▶ _Exercise aim_:
Repeat the lines below word for word, leaving out the pictures.

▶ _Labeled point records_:
__________________________________________________
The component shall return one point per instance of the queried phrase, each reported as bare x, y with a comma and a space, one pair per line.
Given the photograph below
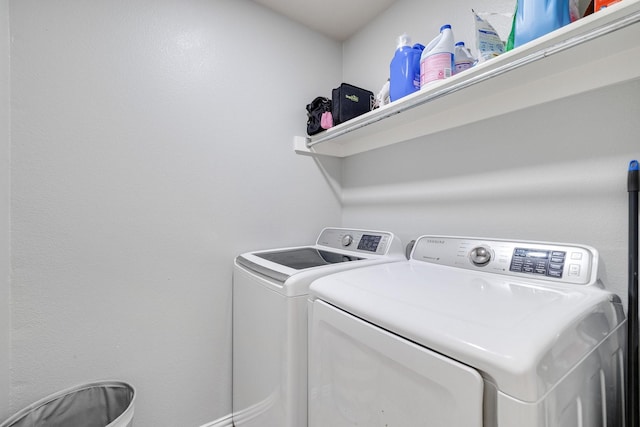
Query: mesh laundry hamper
99, 404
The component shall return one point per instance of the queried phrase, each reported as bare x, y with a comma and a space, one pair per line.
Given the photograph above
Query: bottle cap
404, 40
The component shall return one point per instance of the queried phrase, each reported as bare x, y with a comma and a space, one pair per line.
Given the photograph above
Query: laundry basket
99, 404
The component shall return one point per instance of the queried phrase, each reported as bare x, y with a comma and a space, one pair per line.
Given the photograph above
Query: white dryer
468, 333
270, 290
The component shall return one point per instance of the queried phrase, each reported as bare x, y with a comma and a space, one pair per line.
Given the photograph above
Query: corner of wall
5, 186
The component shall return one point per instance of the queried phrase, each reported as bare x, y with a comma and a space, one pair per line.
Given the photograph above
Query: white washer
270, 290
468, 333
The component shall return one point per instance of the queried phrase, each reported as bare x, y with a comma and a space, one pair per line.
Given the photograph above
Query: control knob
480, 256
__________________________________________________
▶ _Result_:
The component shall return one point per instance of the queried phrase, each reported as bare x, y with a comma and a space, one pair per line.
Given the photograph below
Query: mesh laundry hamper
99, 404
The component shall return one point per instance of the queried phrase, each reported as bare x, y with a comma and a space, one pair per line.
Given the photograph above
Query: bottle cap
404, 40
The component shall return one point per instance of the queried phrase, each reported as bare x, y with a comma and a space, one pair per line.
Given the photograph above
Query: laundry basket
99, 404
The component shall return one point per instance of the queried phrase, each reported as bare x, y with a comma and a space, one pair per line.
Given the photograph above
Query: white dryer
468, 333
270, 290
The component shall return one point per instance of the queried phrase, each reported as bare x, y with a comma and a space, one pair per line.
Given the photograph above
Query: corner of wall
5, 186
The component shall return one point per instance of the queried phrase, each reported as bare x, y with a comma and a space, one pair per line.
Given the photograph above
Query: white washer
270, 290
468, 333
The component shall return one point per instance of the queried phrase, each reported as bare x, y with a comma and a space, one pair per line.
Given the photograph above
Query: control knob
480, 256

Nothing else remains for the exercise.